Preaching at Grace Tabernacle, Christopher Muhammad said the Navy shut down the RAB for doing its job: "These little commissions ... are always designed to be rubber-stamp, brother-slap entities to allow these people to do their dirt with the cover of community engagement, when in fact there was no community involvement at all."
Leon Muhammad says they plan to fight the decision by sending a letter to the Navy. Christopher Muhammad advised the RAB "to rise up, get off that plantation that you still on. ... Let's expose these bums for what they are!" he said to wide applause. "Nobody gets a pass today. We're aiming to make life hard."
Minister Christopher Muhammad does not want reporters to write about him. When SF Weekly recently requested an interview, his answer came in the form of a lengthy pre-emptive attack on the paper during one of his town hall sermons at Grace Tabernacle. He accused the Weekly writer of "snooping around like a pig."
"They're always looking for dirt," he said. "J. Edgar Hoover was good at that, and there are people like that today ... hoping that by destroying the good name or reputation, you can divert focus from the real crime which was the poisoning of this community."
Bishop Ernest Jackson of Grace Tabernacle ended another meeting with a prayer against press attention: "I'm not trying to play favorites, but the Nation of Islam has become a vanguard for the community. When you have strong voices among the community, grievous wolves will try to destroy them, but we shall not be moved. ...We shall not be moved, no matter what the Chronicle says about us, no matter what the SF Weekly writes, no matter who they sent in, because God is with us."
The Nation and its allies might soon be on the righteous trail again, since more Newsom town hall meetings are scheduled. The meetings will implement a new format in which people write queries for the candidate on cards which are read by Newsom's staff. Newsom's campaign manager, Eric Jaye, denies this is connected to the Nation's questioning.

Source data
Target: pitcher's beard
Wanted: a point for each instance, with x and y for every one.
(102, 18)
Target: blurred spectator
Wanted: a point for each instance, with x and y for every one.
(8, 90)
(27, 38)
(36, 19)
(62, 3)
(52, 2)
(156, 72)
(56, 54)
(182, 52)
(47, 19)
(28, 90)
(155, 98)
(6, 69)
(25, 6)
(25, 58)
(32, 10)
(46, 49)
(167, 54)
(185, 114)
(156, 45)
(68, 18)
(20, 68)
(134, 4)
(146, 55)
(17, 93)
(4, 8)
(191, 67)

# [USING THE INFORMATION]
1. In the passage about Christopher Muhammad and the press, what did he accuse the SF Weekly writer of doing?
2. Pick up the passage about Christopher Muhammad and the press after its final sentence, and keep writing it.

# [OUTPUTS FOR THE TASKS]
1. He accused the writer of "snooping around like a pig."

2.
Muhammad and his movement continue with their demands: Replace Lennar with a green developer. Stop the construction. He told the air district that with the settlement, it should test residents, launch an education campaign, and install a hospital-grade air filter in each home in the neighborhood. So far, none of his demands have been answered, and Lennar is plowing on, installing infrastructure on Parcel A to start construction on the first houses in early 2011.
On a recent Thursday, Christopher Muhammad went to talk to the Environmental Protection Agency's Superfund site clean-up branch, accompanied by about 20 people, including Greenaction and the Sierra Club. In January, Leon Muhammad had asked the agency to look at the asbestos data to date from Parcel A to see whether it constituted "emergency" levels. EPA officials delivered their conclusion at the June meeting: No, it didn't. But they said they'd continue to monitor the site, even though the federal agency doesn't typically track asbestos levels.
Back at the Grace Tabernacle headquarters that night, Muhammad relayed a very different message to his followers. He said he'd asked the agency why it hadn't done more monitoring in the past: "They had no answers. Couldn't say anything in its defense. Because you sat back and watched this."
Leon yelled, "Nonnnnnne!" from a back pew, and Muhammad's followers were all ears.